PROBLEM STATEMENT
Rewrite every line of the items below as a Markdown table with two columns, Row for the row number and Line for the text of that line, and skip any blank lines.

EXTRACTED INFORMATION
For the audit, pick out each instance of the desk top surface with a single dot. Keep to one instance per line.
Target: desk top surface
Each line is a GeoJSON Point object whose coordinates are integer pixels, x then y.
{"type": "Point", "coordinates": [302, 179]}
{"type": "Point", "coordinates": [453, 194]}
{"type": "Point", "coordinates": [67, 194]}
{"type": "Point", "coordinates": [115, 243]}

THE SOLUTION
| Row | Line |
|---|---|
| 1 | For the audit, pick out each instance of the desk top surface with a single dot. Keep to one instance per line. |
| 2 | Target: desk top surface |
| 3 | Each line is a GeoJSON Point object whose coordinates are integer pixels, x then y. |
| 4 | {"type": "Point", "coordinates": [302, 179]} |
| 5 | {"type": "Point", "coordinates": [453, 194]} |
| 6 | {"type": "Point", "coordinates": [67, 194]} |
| 7 | {"type": "Point", "coordinates": [115, 243]} |